======== Texto del documento ========
Lamentablemente esos talentos se perdieron, fueron pintores frustrados
por la pobreza y la indiferencia oficial.
En este punto se me
ocurrió preguntarle al pintor por qué, si la indiferencia oficial era la misma
con todo el mundo, él y su grupo habían salido adelante y me respondió con un
lenguaje que, de haber vivido en esta época, hubiera sido motivo de una
inmediata execración por parte del sector oficial.
Porque pertenecíamos
a la pequeña burguesía (seguro estoy de que el maestro empleó esa frase sin
seguir ningún cartabón ideológico), que es de donde han salido las grandes
cosas. La gente de la pequeña burguesía es ordenada, manda a sus hijos al
colegio, se preocupa por formarlos, educarlos. Así, cuando alguien tiene
facilidad para algo, puede cultivarse. Nosotros éramos muchachos que, con o sin
disciplina, habíamos ido a la escuela, creíamos en el estudio y el trabajo
continuado.
========
Tarea planteada 1:
Recopila todas las líneas del listado que contengan la cadena "building", distinguiendo entre mayúsculas y minúsculas.
El texto y el listado proceden de fuentes distintas.
======== Material mostrado ========
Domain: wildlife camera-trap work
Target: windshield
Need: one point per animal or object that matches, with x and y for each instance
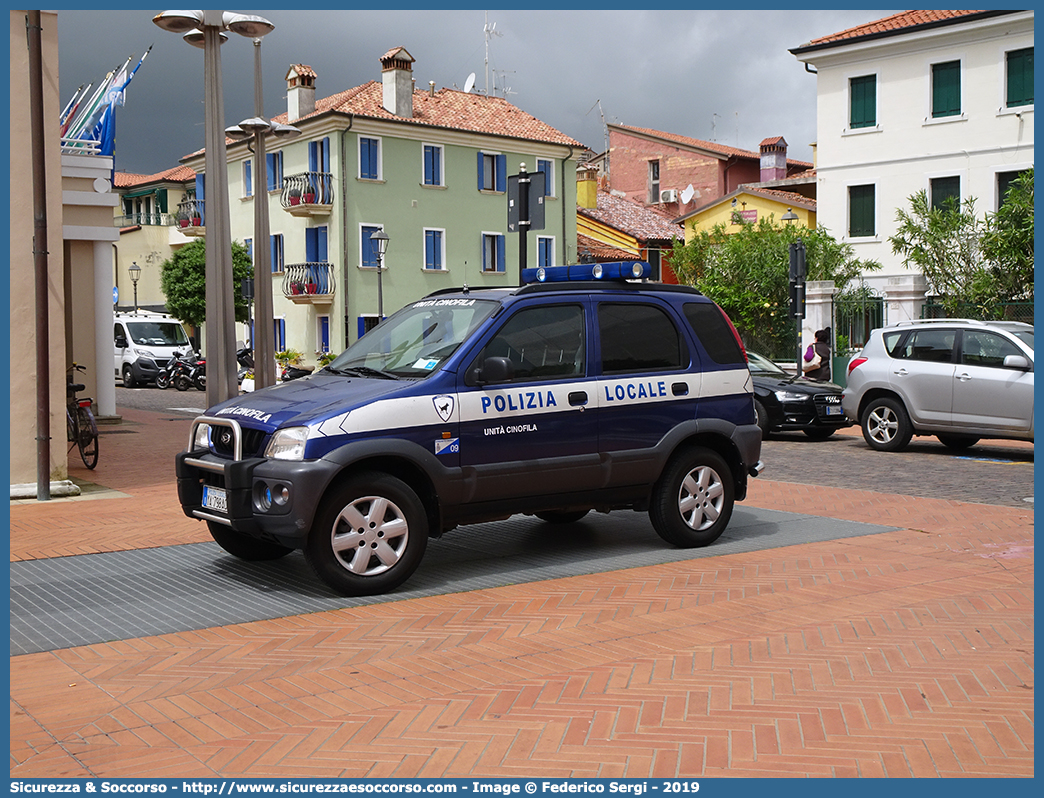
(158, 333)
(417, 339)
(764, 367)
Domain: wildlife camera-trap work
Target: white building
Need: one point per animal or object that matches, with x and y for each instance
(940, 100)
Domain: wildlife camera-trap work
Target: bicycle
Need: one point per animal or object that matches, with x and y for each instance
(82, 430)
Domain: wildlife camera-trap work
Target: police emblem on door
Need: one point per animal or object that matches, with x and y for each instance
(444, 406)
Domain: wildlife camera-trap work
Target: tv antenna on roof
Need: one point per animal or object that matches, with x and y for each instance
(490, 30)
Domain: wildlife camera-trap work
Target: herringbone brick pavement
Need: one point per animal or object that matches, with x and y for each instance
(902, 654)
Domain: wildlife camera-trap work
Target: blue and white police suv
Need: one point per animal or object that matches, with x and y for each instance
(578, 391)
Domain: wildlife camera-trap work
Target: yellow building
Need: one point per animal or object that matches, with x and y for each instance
========
Tarea planteada 2:
Vuelve a escribir el texto completo sin alterar una sola palabra ni signo.

Respuesta redactada 1:
Target: white building
Target: yellow building

Respuesta redactada 2:
Lamentablemente esos talentos se perdieron, fueron pintores frustrados
por la pobreza y la indiferencia oficial.
En este punto se me
ocurrió preguntarle al pintor por qué, si la indiferencia oficial era la misma
con todo el mundo, él y su grupo habían salido adelante y me respondió con un
lenguaje que, de haber vivido en esta época, hubiera sido motivo de una
inmediata execración por parte del sector oficial.
Porque pertenecíamos
a la pequeña burguesía (seguro estoy de que el maestro empleó esa frase sin
seguir ningún cartabón ideológico), que es de donde han salido las grandes
cosas. La gente de la pequeña burguesía es ordenada, manda a sus hijos al
colegio, se preocupa por formarlos, educarlos. Así, cuando alguien tiene
facilidad para algo, puede cultivarse. Nosotros éramos muchachos que, con o sin
disciplina, habíamos ido a la escuela, creíamos en el estudio y el trabajo
continuado.